Region labeling data:
┌────────
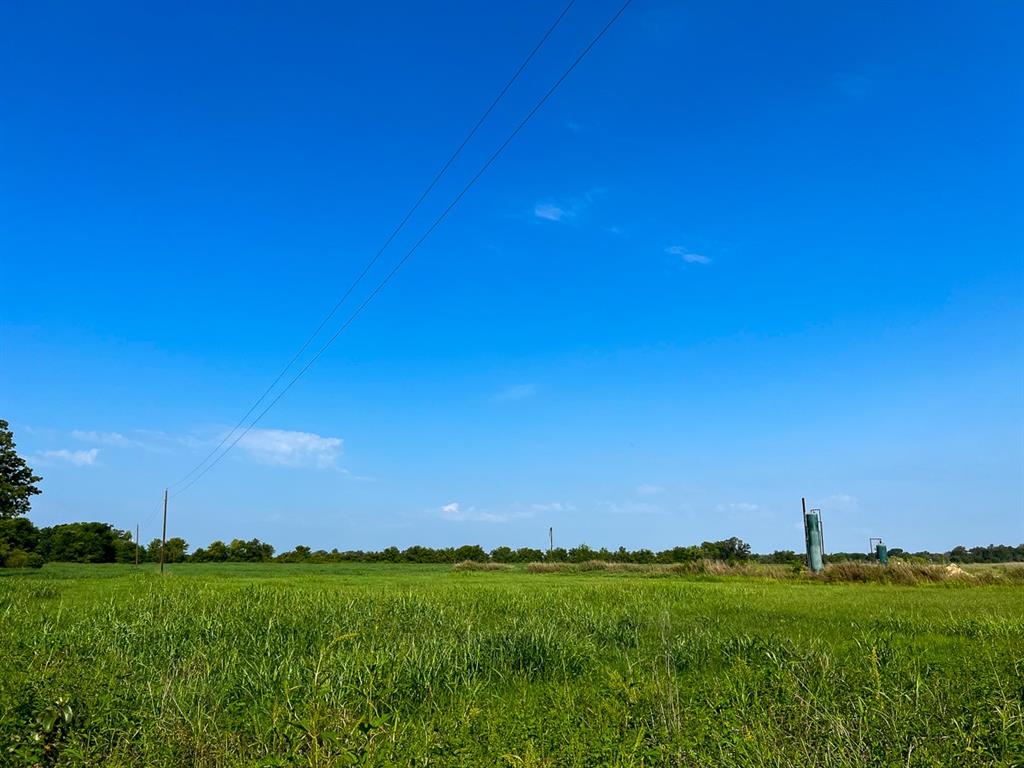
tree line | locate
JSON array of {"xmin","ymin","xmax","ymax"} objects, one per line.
[
  {"xmin": 0, "ymin": 517, "xmax": 1024, "ymax": 567},
  {"xmin": 0, "ymin": 419, "xmax": 1024, "ymax": 567}
]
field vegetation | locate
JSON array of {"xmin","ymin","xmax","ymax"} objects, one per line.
[{"xmin": 0, "ymin": 563, "xmax": 1024, "ymax": 766}]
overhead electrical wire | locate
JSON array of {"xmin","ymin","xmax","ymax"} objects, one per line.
[
  {"xmin": 170, "ymin": 0, "xmax": 575, "ymax": 487},
  {"xmin": 173, "ymin": 0, "xmax": 633, "ymax": 497}
]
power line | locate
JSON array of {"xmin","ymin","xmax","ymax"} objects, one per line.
[
  {"xmin": 171, "ymin": 0, "xmax": 575, "ymax": 487},
  {"xmin": 174, "ymin": 0, "xmax": 633, "ymax": 497}
]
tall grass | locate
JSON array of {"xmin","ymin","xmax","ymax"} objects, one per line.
[{"xmin": 0, "ymin": 566, "xmax": 1024, "ymax": 766}]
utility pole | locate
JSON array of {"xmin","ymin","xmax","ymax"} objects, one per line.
[{"xmin": 160, "ymin": 488, "xmax": 167, "ymax": 573}]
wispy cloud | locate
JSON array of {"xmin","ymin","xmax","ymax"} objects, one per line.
[
  {"xmin": 440, "ymin": 502, "xmax": 523, "ymax": 522},
  {"xmin": 71, "ymin": 429, "xmax": 151, "ymax": 449},
  {"xmin": 718, "ymin": 502, "xmax": 761, "ymax": 513},
  {"xmin": 534, "ymin": 203, "xmax": 575, "ymax": 221},
  {"xmin": 598, "ymin": 499, "xmax": 665, "ymax": 517},
  {"xmin": 493, "ymin": 384, "xmax": 537, "ymax": 402},
  {"xmin": 239, "ymin": 429, "xmax": 342, "ymax": 469},
  {"xmin": 665, "ymin": 246, "xmax": 711, "ymax": 264},
  {"xmin": 534, "ymin": 186, "xmax": 607, "ymax": 221},
  {"xmin": 529, "ymin": 502, "xmax": 575, "ymax": 513},
  {"xmin": 636, "ymin": 482, "xmax": 665, "ymax": 496},
  {"xmin": 38, "ymin": 449, "xmax": 99, "ymax": 467}
]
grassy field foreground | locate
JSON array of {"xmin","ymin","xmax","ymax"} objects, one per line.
[{"xmin": 0, "ymin": 564, "xmax": 1024, "ymax": 766}]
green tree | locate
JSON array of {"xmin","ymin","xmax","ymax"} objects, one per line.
[
  {"xmin": 147, "ymin": 537, "xmax": 188, "ymax": 562},
  {"xmin": 0, "ymin": 419, "xmax": 43, "ymax": 520}
]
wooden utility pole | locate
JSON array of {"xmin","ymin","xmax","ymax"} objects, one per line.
[{"xmin": 160, "ymin": 488, "xmax": 167, "ymax": 573}]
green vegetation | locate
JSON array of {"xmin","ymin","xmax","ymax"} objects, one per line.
[{"xmin": 0, "ymin": 563, "xmax": 1024, "ymax": 766}]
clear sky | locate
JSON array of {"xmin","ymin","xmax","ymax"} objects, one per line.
[{"xmin": 0, "ymin": 0, "xmax": 1024, "ymax": 551}]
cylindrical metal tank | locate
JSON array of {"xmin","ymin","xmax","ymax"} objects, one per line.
[
  {"xmin": 874, "ymin": 542, "xmax": 889, "ymax": 565},
  {"xmin": 804, "ymin": 509, "xmax": 824, "ymax": 573}
]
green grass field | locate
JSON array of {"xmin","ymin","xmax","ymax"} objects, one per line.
[{"xmin": 0, "ymin": 564, "xmax": 1024, "ymax": 767}]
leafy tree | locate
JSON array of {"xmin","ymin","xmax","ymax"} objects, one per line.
[
  {"xmin": 0, "ymin": 419, "xmax": 43, "ymax": 519},
  {"xmin": 0, "ymin": 517, "xmax": 39, "ymax": 560},
  {"xmin": 490, "ymin": 547, "xmax": 515, "ymax": 562},
  {"xmin": 455, "ymin": 544, "xmax": 487, "ymax": 562},
  {"xmin": 38, "ymin": 522, "xmax": 121, "ymax": 562},
  {"xmin": 515, "ymin": 547, "xmax": 544, "ymax": 562},
  {"xmin": 147, "ymin": 537, "xmax": 188, "ymax": 562},
  {"xmin": 227, "ymin": 539, "xmax": 273, "ymax": 562}
]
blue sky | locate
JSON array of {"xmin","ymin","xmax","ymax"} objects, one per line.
[{"xmin": 0, "ymin": 0, "xmax": 1024, "ymax": 551}]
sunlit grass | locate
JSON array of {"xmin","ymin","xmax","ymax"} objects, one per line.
[{"xmin": 0, "ymin": 564, "xmax": 1024, "ymax": 766}]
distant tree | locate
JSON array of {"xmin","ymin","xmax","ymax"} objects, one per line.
[
  {"xmin": 568, "ymin": 544, "xmax": 596, "ymax": 562},
  {"xmin": 0, "ymin": 419, "xmax": 43, "ymax": 519},
  {"xmin": 146, "ymin": 537, "xmax": 188, "ymax": 562},
  {"xmin": 0, "ymin": 517, "xmax": 39, "ymax": 560},
  {"xmin": 490, "ymin": 547, "xmax": 515, "ymax": 562},
  {"xmin": 204, "ymin": 539, "xmax": 227, "ymax": 562},
  {"xmin": 700, "ymin": 537, "xmax": 751, "ymax": 560},
  {"xmin": 455, "ymin": 544, "xmax": 487, "ymax": 562},
  {"xmin": 544, "ymin": 547, "xmax": 569, "ymax": 562},
  {"xmin": 37, "ymin": 522, "xmax": 124, "ymax": 562},
  {"xmin": 515, "ymin": 547, "xmax": 544, "ymax": 562}
]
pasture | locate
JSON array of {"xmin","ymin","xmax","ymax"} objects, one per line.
[{"xmin": 0, "ymin": 564, "xmax": 1024, "ymax": 767}]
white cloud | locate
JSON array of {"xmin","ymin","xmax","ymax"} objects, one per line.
[
  {"xmin": 636, "ymin": 482, "xmax": 665, "ymax": 496},
  {"xmin": 819, "ymin": 494, "xmax": 860, "ymax": 514},
  {"xmin": 665, "ymin": 246, "xmax": 711, "ymax": 264},
  {"xmin": 534, "ymin": 203, "xmax": 574, "ymax": 221},
  {"xmin": 598, "ymin": 500, "xmax": 665, "ymax": 516},
  {"xmin": 529, "ymin": 502, "xmax": 575, "ymax": 512},
  {"xmin": 39, "ymin": 449, "xmax": 99, "ymax": 467},
  {"xmin": 239, "ymin": 429, "xmax": 342, "ymax": 469},
  {"xmin": 494, "ymin": 384, "xmax": 537, "ymax": 402},
  {"xmin": 71, "ymin": 429, "xmax": 151, "ymax": 449},
  {"xmin": 440, "ymin": 502, "xmax": 519, "ymax": 522},
  {"xmin": 718, "ymin": 502, "xmax": 761, "ymax": 513}
]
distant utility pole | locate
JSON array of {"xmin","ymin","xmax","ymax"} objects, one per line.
[{"xmin": 160, "ymin": 488, "xmax": 167, "ymax": 573}]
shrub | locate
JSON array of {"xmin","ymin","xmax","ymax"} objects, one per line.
[{"xmin": 3, "ymin": 549, "xmax": 43, "ymax": 568}]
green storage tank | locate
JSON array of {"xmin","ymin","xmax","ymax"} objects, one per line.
[{"xmin": 803, "ymin": 500, "xmax": 825, "ymax": 573}]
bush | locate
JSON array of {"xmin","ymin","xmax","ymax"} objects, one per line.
[
  {"xmin": 452, "ymin": 560, "xmax": 512, "ymax": 570},
  {"xmin": 3, "ymin": 549, "xmax": 43, "ymax": 568}
]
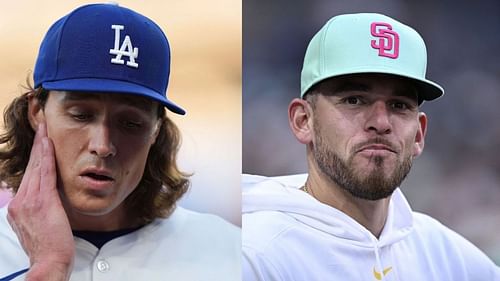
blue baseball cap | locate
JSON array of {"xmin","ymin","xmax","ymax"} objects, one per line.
[
  {"xmin": 34, "ymin": 4, "xmax": 186, "ymax": 115},
  {"xmin": 301, "ymin": 13, "xmax": 444, "ymax": 103}
]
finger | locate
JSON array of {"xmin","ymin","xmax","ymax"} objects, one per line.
[
  {"xmin": 40, "ymin": 137, "xmax": 57, "ymax": 195},
  {"xmin": 16, "ymin": 124, "xmax": 46, "ymax": 198},
  {"xmin": 26, "ymin": 123, "xmax": 47, "ymax": 197}
]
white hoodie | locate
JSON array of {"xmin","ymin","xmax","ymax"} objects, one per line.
[{"xmin": 242, "ymin": 175, "xmax": 500, "ymax": 281}]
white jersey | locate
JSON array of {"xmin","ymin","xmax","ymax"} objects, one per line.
[
  {"xmin": 242, "ymin": 175, "xmax": 500, "ymax": 281},
  {"xmin": 0, "ymin": 207, "xmax": 241, "ymax": 281}
]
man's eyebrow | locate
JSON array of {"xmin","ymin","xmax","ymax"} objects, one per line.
[{"xmin": 394, "ymin": 86, "xmax": 418, "ymax": 101}]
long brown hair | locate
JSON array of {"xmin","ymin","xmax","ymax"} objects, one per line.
[{"xmin": 0, "ymin": 87, "xmax": 189, "ymax": 224}]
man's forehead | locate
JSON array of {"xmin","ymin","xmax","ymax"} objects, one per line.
[{"xmin": 51, "ymin": 91, "xmax": 158, "ymax": 111}]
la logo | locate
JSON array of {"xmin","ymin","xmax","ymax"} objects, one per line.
[{"xmin": 109, "ymin": 24, "xmax": 139, "ymax": 68}]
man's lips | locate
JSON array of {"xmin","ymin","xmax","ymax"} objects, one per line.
[
  {"xmin": 80, "ymin": 168, "xmax": 114, "ymax": 181},
  {"xmin": 356, "ymin": 144, "xmax": 397, "ymax": 153}
]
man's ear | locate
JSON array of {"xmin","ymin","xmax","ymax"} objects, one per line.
[
  {"xmin": 151, "ymin": 117, "xmax": 162, "ymax": 146},
  {"xmin": 28, "ymin": 95, "xmax": 45, "ymax": 131},
  {"xmin": 413, "ymin": 112, "xmax": 427, "ymax": 157},
  {"xmin": 288, "ymin": 98, "xmax": 314, "ymax": 144}
]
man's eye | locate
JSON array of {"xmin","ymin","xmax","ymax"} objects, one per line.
[
  {"xmin": 122, "ymin": 120, "xmax": 142, "ymax": 129},
  {"xmin": 343, "ymin": 97, "xmax": 361, "ymax": 105},
  {"xmin": 391, "ymin": 101, "xmax": 409, "ymax": 110},
  {"xmin": 71, "ymin": 113, "xmax": 92, "ymax": 121}
]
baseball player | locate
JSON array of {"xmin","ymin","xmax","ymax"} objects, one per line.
[
  {"xmin": 242, "ymin": 13, "xmax": 500, "ymax": 281},
  {"xmin": 0, "ymin": 4, "xmax": 241, "ymax": 281}
]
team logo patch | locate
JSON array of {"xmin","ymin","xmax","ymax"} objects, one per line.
[
  {"xmin": 109, "ymin": 24, "xmax": 139, "ymax": 68},
  {"xmin": 370, "ymin": 22, "xmax": 399, "ymax": 59},
  {"xmin": 373, "ymin": 266, "xmax": 392, "ymax": 280}
]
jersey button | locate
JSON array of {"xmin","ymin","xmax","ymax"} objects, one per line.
[{"xmin": 97, "ymin": 260, "xmax": 109, "ymax": 272}]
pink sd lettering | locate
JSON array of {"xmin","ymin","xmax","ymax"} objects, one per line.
[{"xmin": 370, "ymin": 22, "xmax": 399, "ymax": 59}]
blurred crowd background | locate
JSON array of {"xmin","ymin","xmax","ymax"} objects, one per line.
[
  {"xmin": 243, "ymin": 0, "xmax": 500, "ymax": 264},
  {"xmin": 0, "ymin": 0, "xmax": 242, "ymax": 225}
]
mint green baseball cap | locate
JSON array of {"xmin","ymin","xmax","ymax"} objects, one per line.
[{"xmin": 300, "ymin": 13, "xmax": 444, "ymax": 102}]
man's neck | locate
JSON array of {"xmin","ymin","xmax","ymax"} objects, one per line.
[
  {"xmin": 65, "ymin": 204, "xmax": 140, "ymax": 231},
  {"xmin": 307, "ymin": 165, "xmax": 390, "ymax": 238}
]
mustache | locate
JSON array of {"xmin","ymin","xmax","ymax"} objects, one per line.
[{"xmin": 353, "ymin": 137, "xmax": 399, "ymax": 153}]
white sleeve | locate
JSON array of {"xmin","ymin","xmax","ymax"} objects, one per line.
[{"xmin": 241, "ymin": 246, "xmax": 284, "ymax": 281}]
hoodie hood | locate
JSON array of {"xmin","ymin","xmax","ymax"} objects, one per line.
[{"xmin": 242, "ymin": 174, "xmax": 413, "ymax": 248}]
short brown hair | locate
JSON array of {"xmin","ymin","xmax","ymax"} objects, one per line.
[{"xmin": 0, "ymin": 87, "xmax": 189, "ymax": 224}]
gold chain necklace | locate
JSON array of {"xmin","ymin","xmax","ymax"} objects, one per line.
[{"xmin": 300, "ymin": 182, "xmax": 312, "ymax": 195}]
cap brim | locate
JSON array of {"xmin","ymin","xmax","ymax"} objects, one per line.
[
  {"xmin": 42, "ymin": 78, "xmax": 186, "ymax": 115},
  {"xmin": 302, "ymin": 69, "xmax": 444, "ymax": 104}
]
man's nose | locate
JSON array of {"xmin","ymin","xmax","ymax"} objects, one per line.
[
  {"xmin": 365, "ymin": 101, "xmax": 392, "ymax": 135},
  {"xmin": 89, "ymin": 124, "xmax": 116, "ymax": 158}
]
└────────
- **What is required**
Tally the lines of the data above that contain the string "pole", treating case as significant. Give only the number.

- **Answer to the problem**
3